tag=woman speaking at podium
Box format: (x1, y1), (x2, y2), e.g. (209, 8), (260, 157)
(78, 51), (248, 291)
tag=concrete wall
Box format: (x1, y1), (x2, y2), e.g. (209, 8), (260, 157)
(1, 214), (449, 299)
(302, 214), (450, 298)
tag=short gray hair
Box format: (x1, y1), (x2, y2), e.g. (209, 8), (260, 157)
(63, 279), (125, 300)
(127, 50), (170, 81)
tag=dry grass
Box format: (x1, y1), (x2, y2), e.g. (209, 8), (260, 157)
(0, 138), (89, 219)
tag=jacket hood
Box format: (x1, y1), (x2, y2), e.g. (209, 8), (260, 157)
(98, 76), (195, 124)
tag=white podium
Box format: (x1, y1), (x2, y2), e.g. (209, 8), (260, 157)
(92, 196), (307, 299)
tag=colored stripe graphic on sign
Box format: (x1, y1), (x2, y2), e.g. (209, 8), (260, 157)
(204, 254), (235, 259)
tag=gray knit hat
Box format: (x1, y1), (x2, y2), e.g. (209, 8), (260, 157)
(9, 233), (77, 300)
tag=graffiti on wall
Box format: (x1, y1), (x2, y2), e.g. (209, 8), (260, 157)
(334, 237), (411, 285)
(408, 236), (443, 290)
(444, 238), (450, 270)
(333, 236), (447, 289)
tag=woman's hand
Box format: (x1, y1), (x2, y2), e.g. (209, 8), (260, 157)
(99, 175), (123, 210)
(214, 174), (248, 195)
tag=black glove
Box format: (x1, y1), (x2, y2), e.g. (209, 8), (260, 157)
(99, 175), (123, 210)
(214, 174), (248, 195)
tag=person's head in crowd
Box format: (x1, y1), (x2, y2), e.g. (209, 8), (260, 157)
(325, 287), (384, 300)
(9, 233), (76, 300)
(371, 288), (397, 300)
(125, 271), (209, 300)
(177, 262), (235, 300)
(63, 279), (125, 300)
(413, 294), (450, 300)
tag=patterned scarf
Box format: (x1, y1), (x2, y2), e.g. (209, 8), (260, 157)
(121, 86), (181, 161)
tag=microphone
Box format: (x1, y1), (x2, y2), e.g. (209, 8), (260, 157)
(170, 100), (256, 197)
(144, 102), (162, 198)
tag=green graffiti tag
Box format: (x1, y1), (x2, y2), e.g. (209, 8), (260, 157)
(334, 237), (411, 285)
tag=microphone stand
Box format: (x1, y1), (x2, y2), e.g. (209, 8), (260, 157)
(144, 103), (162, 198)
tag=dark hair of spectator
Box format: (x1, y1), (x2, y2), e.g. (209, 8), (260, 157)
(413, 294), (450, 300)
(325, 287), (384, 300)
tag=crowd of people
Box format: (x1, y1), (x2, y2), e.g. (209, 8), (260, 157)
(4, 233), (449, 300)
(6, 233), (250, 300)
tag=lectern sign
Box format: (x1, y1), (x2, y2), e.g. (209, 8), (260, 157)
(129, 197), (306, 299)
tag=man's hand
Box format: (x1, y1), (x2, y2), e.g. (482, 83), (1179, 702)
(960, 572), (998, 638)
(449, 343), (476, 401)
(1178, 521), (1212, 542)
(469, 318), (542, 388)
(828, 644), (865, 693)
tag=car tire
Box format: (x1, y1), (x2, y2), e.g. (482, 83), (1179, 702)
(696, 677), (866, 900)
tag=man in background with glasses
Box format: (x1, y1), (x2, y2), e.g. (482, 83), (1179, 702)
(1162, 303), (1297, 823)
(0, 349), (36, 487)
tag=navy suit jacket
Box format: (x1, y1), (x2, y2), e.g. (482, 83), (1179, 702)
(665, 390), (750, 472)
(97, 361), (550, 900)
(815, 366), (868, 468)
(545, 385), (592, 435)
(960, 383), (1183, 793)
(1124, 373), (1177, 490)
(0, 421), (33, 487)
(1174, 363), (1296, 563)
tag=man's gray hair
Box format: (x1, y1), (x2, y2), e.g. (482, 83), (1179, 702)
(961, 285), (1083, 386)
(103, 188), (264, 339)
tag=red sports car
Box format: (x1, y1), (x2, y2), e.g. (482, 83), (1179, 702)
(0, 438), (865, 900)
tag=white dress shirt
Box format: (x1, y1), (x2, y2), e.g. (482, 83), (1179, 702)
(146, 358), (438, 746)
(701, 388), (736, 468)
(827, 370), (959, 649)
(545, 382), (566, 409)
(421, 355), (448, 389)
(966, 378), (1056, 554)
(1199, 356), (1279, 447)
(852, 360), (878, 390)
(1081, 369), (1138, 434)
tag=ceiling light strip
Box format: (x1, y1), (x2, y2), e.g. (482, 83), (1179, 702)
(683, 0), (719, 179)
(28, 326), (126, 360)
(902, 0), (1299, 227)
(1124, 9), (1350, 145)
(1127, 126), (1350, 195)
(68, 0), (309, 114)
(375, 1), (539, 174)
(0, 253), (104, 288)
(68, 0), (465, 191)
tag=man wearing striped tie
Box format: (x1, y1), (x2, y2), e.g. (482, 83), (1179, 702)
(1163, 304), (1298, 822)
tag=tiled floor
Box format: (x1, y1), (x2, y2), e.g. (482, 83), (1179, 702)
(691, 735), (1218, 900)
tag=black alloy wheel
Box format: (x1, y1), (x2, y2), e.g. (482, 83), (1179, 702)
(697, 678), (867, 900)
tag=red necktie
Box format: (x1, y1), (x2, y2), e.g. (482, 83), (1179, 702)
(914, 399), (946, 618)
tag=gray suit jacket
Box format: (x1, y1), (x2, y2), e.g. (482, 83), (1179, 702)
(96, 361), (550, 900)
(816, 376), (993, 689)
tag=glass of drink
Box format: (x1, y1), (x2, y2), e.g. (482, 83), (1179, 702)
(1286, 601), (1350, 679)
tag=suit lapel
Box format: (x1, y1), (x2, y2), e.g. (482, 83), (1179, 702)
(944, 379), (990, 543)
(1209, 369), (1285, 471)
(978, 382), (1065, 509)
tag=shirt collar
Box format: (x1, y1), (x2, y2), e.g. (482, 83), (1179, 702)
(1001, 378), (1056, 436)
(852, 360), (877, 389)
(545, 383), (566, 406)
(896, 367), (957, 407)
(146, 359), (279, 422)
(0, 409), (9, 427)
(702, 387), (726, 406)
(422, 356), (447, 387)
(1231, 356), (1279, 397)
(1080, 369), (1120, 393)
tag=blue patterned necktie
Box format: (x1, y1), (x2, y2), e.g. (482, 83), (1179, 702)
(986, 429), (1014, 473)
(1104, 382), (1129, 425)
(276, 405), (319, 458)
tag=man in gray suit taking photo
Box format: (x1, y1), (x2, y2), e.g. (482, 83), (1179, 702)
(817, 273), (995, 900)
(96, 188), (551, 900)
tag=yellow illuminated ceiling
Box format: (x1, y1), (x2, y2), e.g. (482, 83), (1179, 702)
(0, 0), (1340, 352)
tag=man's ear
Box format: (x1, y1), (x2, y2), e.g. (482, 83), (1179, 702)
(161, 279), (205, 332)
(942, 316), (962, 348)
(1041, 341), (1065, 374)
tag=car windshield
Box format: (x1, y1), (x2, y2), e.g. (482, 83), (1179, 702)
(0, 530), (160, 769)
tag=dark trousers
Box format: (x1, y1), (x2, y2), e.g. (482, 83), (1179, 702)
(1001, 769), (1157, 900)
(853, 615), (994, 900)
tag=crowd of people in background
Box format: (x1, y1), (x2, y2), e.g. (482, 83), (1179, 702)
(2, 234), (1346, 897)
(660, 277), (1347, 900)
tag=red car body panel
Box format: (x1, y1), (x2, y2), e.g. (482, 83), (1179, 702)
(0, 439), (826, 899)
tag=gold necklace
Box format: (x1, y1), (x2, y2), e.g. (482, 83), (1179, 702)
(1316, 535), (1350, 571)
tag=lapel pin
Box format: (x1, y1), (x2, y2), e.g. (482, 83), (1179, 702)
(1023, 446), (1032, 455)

Work request – The first line of the listing above through the line containing "tag=white podium": print exactly that, both ends included.

Final answer –
tag=woman speaking at podium
Box format: (x1, y1), (x2, y2), e.g. (209, 8), (260, 157)
(78, 51), (248, 291)
tag=concrete wall
Box format: (x1, y1), (x2, y2), e.g. (209, 8), (260, 157)
(1, 214), (449, 299)
(302, 214), (450, 298)
tag=short gray hair
Box format: (x1, y1), (x2, y2), e.g. (209, 8), (260, 157)
(63, 279), (125, 300)
(127, 50), (170, 81)
tag=dry grass
Box format: (x1, y1), (x2, y2), e.g. (209, 8), (260, 157)
(0, 138), (89, 219)
tag=jacket hood
Box format: (x1, y1), (x2, y2), e.g. (209, 8), (260, 157)
(98, 76), (195, 124)
tag=white podium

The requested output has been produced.